### [What is expected]
Reproduce each of the following items verbatim, character for character.

### [Data supplied]
━━━━━━━━━━━━━━━━━━━━━━━━━━━━━━

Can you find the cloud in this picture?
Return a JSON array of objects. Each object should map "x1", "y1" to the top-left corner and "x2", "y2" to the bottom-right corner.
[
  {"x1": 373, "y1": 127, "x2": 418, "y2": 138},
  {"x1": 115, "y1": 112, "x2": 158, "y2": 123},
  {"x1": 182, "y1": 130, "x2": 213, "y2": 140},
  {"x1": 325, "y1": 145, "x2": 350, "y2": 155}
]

━━━━━━━━━━━━━━━━━━━━━━━━━━━━━━

### [The solution]
Can you find the cloud in this picture?
Return a JSON array of objects. Each object should map "x1", "y1" to the top-left corner and "x2", "y2" to the bottom-right corner.
[
  {"x1": 373, "y1": 127, "x2": 418, "y2": 138},
  {"x1": 115, "y1": 112, "x2": 158, "y2": 123},
  {"x1": 182, "y1": 130, "x2": 213, "y2": 140},
  {"x1": 325, "y1": 145, "x2": 350, "y2": 155}
]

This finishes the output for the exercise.